--- Start DATA SUPPLIED ---
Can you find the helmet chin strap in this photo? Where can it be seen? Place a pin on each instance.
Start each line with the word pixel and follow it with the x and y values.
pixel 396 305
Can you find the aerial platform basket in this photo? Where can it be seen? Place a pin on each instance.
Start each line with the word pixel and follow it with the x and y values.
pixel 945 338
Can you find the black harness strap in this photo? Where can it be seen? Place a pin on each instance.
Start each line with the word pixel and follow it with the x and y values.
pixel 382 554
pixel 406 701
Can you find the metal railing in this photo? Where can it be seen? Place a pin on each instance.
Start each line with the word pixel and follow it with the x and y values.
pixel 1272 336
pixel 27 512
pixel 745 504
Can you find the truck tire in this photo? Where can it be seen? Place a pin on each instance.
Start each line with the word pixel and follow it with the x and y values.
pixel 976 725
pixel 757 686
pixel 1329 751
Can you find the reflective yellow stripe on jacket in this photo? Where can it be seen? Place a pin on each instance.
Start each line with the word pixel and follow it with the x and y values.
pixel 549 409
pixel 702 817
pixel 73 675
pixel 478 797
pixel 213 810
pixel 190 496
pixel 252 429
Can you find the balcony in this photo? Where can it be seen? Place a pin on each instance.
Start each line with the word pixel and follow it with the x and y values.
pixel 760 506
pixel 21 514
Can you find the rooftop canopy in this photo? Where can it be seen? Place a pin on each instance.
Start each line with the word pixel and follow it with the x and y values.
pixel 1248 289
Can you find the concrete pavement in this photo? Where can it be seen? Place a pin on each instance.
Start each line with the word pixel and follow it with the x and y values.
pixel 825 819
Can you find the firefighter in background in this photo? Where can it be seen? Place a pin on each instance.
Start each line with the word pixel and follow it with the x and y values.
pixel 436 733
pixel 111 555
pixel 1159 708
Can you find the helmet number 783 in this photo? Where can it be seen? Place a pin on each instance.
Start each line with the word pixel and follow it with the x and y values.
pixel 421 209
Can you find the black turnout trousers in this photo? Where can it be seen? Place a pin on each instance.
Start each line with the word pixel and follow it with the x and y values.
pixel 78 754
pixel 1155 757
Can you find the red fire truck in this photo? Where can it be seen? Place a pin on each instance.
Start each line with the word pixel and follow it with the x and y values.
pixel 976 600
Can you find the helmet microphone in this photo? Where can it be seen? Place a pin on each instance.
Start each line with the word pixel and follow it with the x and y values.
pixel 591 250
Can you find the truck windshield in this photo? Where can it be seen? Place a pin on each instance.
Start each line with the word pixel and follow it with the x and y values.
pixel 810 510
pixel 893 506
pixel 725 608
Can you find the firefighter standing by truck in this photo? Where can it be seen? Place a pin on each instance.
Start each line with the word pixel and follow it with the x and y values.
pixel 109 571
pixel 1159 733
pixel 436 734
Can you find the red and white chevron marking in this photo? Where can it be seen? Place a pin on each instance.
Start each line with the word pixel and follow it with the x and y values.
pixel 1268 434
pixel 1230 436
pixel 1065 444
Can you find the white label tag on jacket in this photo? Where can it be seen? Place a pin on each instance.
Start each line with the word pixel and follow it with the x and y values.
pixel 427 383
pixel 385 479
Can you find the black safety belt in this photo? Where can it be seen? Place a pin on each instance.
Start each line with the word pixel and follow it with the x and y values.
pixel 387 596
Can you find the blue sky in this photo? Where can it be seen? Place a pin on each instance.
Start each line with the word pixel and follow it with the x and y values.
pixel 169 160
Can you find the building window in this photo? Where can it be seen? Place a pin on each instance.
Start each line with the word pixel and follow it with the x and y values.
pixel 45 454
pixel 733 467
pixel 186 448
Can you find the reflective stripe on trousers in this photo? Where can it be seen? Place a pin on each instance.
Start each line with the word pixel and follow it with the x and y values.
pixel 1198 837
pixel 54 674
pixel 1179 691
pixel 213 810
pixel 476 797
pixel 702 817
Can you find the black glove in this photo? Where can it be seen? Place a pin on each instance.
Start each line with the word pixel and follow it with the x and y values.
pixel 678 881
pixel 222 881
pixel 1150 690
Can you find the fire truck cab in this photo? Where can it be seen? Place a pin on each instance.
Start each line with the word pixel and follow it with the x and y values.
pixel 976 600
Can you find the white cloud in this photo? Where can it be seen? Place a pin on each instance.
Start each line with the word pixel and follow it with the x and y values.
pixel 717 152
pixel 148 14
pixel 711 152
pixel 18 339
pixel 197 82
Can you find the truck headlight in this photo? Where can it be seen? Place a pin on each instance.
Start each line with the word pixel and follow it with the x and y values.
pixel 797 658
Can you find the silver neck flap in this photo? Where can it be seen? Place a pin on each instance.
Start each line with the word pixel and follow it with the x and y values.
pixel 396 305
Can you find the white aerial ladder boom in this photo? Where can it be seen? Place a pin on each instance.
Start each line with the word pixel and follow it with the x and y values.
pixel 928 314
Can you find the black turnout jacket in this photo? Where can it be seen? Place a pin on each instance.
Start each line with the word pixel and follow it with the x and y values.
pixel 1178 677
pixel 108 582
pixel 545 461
--- End DATA SUPPLIED ---
OBJECTIVE: Quote the whole listing above, leaving nothing out.

WORKED SOLUTION:
Can you find the helmet chin strap in this photo? Where can it be seen? Place a pin on each instance.
Start each line with the word pixel and follow it with the x and y values.
pixel 396 305
Can you find the aerial platform basket in this photo? Where can it be seen? Place a pin on each instance.
Start each line with the word pixel and follow it with the x and y values.
pixel 945 338
Can you find the black harness strap in this photo? Where can it be seen? Place a pin on each instance.
Start each line with the word pixel and follow it with the x and y values.
pixel 382 554
pixel 406 701
Can you find the metal railing in this photo? Where can it be seen? Place a pin on each instance.
Start each line with the word pixel and follow it with the x and y values.
pixel 1272 336
pixel 27 512
pixel 745 504
Can you find the truck tire in this photo? Where can it be seen? Place a pin on each instance.
Start each line with the word pixel and follow it with the x and y values.
pixel 976 725
pixel 757 686
pixel 1329 751
Can you find the reflective yellow stripe on jacket in this photo? Where can it be seen? Place a pin on each instance.
Start each line with the word pixel and follow it with the x and y values.
pixel 549 409
pixel 702 817
pixel 73 675
pixel 478 797
pixel 213 810
pixel 190 496
pixel 252 429
Can you find the balcony in this photo? Where can it be seen? Place a pin on each instance.
Start each line with the word pixel and follow it with the x and y values.
pixel 760 506
pixel 21 514
Can you find the rooftop canopy in this photo? Where can it be seen? Place a pin on each instance.
Start each line with the word pixel and follow it with the x and y values.
pixel 1248 289
Can you find the concrete pavement in this photo? Where can it be seen? Place a pin on each instance.
Start each line with the word pixel and follow it with the x and y values.
pixel 825 819
Can you find the firefighter in background in this photo? Where can it be seen? Place a pin on each instance.
Start each line with the word pixel and follow it with the x and y values.
pixel 436 733
pixel 111 555
pixel 1159 708
Can you find the helmet number 783 in this photo? Where can it be seen? Place a pin on each instance.
Start each line with the word pixel and follow it with the x and y values.
pixel 421 209
Can you find the black turnout trousers in this photo? Where can it be seen? Place a pin on each instance.
Start each line with the word pixel and follow it with the x and y values.
pixel 78 754
pixel 1155 757
Can you find the red fire truck in this photo? Where can it be seen? Place a pin on each instance.
Start each line with the word pixel and follow it with the x and y values.
pixel 976 600
Can you find the helmet microphone in this photo? Where can it be seen? Place a pin on each instance.
Start each line with the word pixel and follow it with the x and y values.
pixel 591 250
Can you find the truck windshield in this photo? Where can it be seen? Place a pin on each instance.
Start each line with the word pixel and follow it with the x and y values.
pixel 810 510
pixel 893 506
pixel 725 608
Can you find the firefighter standing by truck in this photo? Where can it be seen? Place a pin on each instance.
Start each line with the word pixel and follow it with the x and y values.
pixel 109 571
pixel 1159 733
pixel 436 734
Can you find the red and white chevron marking in this photo? Where can it be seen? Place a pin on each instance.
Start each line with the word pixel and follow it with the x and y values.
pixel 1268 434
pixel 1230 436
pixel 1065 444
Can you find the white label tag on jacket in this photo? Where can it be seen? Place a pin on each instance.
Start each line with the word pixel and follow it with the x and y values.
pixel 427 383
pixel 385 479
Can you find the black safety belt in this photo? Where can it be seen? Place a pin on each instance.
Start each line with the word pixel and follow it with the x and y values.
pixel 387 596
Can you find the blue sky in this photo? Where can it be seen? Place a pin on each instance.
Start each line with the word pixel and follow it with the x and y values.
pixel 169 160
Can you find the building window in this photo? Where can it be seen? Place a pin on each instance.
Start each line with the word pixel and follow it with the x and y values.
pixel 45 454
pixel 733 467
pixel 186 448
Can you find the reflective stripe on trousers in this photo? Where can it be seen? Place a pin on each instance.
Start each line with the word pixel and follow it with the x and y values.
pixel 1198 837
pixel 54 674
pixel 1179 691
pixel 213 810
pixel 476 797
pixel 702 817
Can you find the black glove in this photo? Where can it be seen? Place a pin on each instance.
Start each line with the word pixel and follow it with the x and y values.
pixel 678 881
pixel 222 881
pixel 1150 690
Can you find the fire truck cab in this photo? Where can it be seen? Place a pin on each instance.
Start each line with the word pixel and follow it with the x and y values.
pixel 976 600
Can you find the white cloud in this photo? Where can it be seen? Place a pin on each instance.
Start each line with the word pixel and follow it with the x and y values.
pixel 717 152
pixel 148 14
pixel 711 152
pixel 18 339
pixel 197 82
Can you find the truck headlight in this photo? Where can it be seen? Place a pin on each instance.
Start each line with the word pixel and follow it with the x and y values.
pixel 797 658
Can you find the silver neck flap in this photo? Where can it be seen? Place a pin on each instance.
Start each line with the word pixel and follow it with the x and y values.
pixel 396 305
Can you find the white aerial ladder boom in this photo? Where can it be seen? Place a pin on each instance.
Start each line with the word pixel and follow it with the x and y values.
pixel 928 314
Can you find the black turnout jacket in this photo? Where can it be seen? Place a pin on each instance.
Start each line with the word pixel and follow it with the x and y values.
pixel 1178 677
pixel 108 582
pixel 545 461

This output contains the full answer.